======== Text block ========

Not Surprisingly, There Isn't Much Help For Them

Last summer, Stephen Hwang of the University of Toronto and St.
Michael's Hospital wrote a commentary, endorsed by more than 130 other
scientists and health professionals, which began by asking the reader
to consider the following hypothetical scenario:

"An innovative new intervention for people with diabetes is developed.
Health Canada provides funding to a highly accomplished group of
academic health scientists, who have no financial conflicts of
interest with respect to the new intervention, to conduct research on
its effectiveness.

"Their work shows that the new intervention significantly reduces the
incidence of a variety of diabetic complications. Despite a careful
search for possible adverse effects of the intervention, none are
detected. Over a three-year period, the group's research findings are
published in leading medical journals, including the New England
Journal of Medicine, The Lancet and BMJ [British Medical Journal].

"In response, the federal government calls the research inconclusive
and states its position that the only acceptable therapies for
diabetes are those that either prevent or completely cure this
condition. Two national organizations state their opposition to the
intervention because they fear that the availability of an
intervention that reduces the risk of diabetic complications will
cause people with diabetes to eat more food and become more obese.

"The government indicates that, unless additional research can address
its concerns within a year, it will likely move to ban the new
intervention. Meanwhile, institutions other than the one at which the
research was initially conducted are forbidden to provide the
intervention."

With developments over the last year, we can now update this scenario
by adding the following: The government did move to ban the
intervention, and decided to spend millions of dollars appealing a
court decision that prevented it from doing so. And it continued its
attacks on the intervention, and on physicians who provide it, despite
recent evidence that it is not only effective, but
cost-effective.

Hwang's thought experiment was, of course, intended to highlight the
disconnect between the way the government addresses drug addiction and
the way it treats other medical problems. For as Hwang says, the
scenario "becomes true to life if one substitutes 'drug addiction' for
'diabetes,' 'drug-related harms' for 'diabetic complications,' and
'supervised injection facility for injection drug users' for 'new
intervention.' "

========

[Actions to take]
a – How many other scientists and health professionals endorsed Stephen Hwang's commentary in the text on supervised injection facilities?
b – Write the next part of the text on supervised injection facilities, picking up after its last sentence.

======== Raw data ========

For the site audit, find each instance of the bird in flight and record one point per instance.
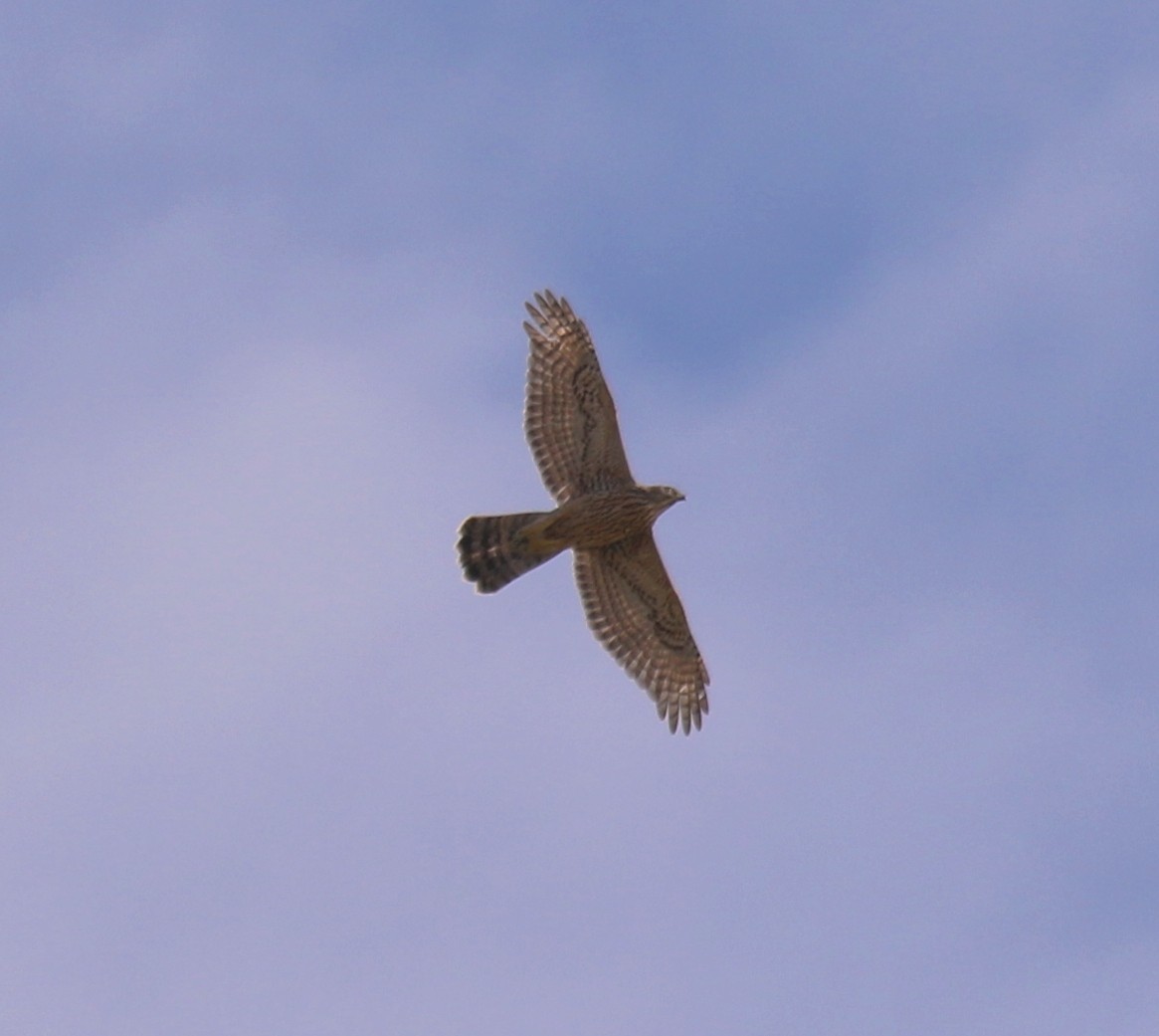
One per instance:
(603, 516)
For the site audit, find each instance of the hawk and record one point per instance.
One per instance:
(602, 515)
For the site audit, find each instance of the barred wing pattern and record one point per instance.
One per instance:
(569, 417)
(634, 611)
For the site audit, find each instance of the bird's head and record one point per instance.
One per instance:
(663, 498)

========

[Answer set]
a – More than 130.

b –
This disconnect has led many people in the health care professions,
including Hwang, to charge that the government's position is driven by
ideology rather than evidence. But thanks to a commentary in the
current issue of the Canadian Medical Association Journal, a much more
disturbing hypothesis now presents itself. And as disturbing as it is,
it is a hypothesis for which there is substantial evidence.

In commenting on a study in the CMAJ which suggested that Insite might
lead to a cost savings of $14-20 million over a decade, New York
researchers Don Des Jarlais, Kamyar Arasteh and Holly Hagan state that
"humanity and the right to optimal health for all [should] be the
framework for assessing the effectiveness of public health
interventions."

But in an effort to explain why this is not the framework used by the
Canadian government, at least when it comes to drug addiction, the
author suggest that ideology might be the least of our problems.
Rather, it is how we view -- or fail to view -- drug addicts that
leads to our willingness to withdraw from them a potentially
lifesaving intervention.

Des Jarlais, Arasteh and Hagan point to a study titled Dehumanizing
the Lowest of the Low by Lasana Harris and Susan Fiske of the Center
for the Study of Mind, Brain and Behaviour at Princeton University.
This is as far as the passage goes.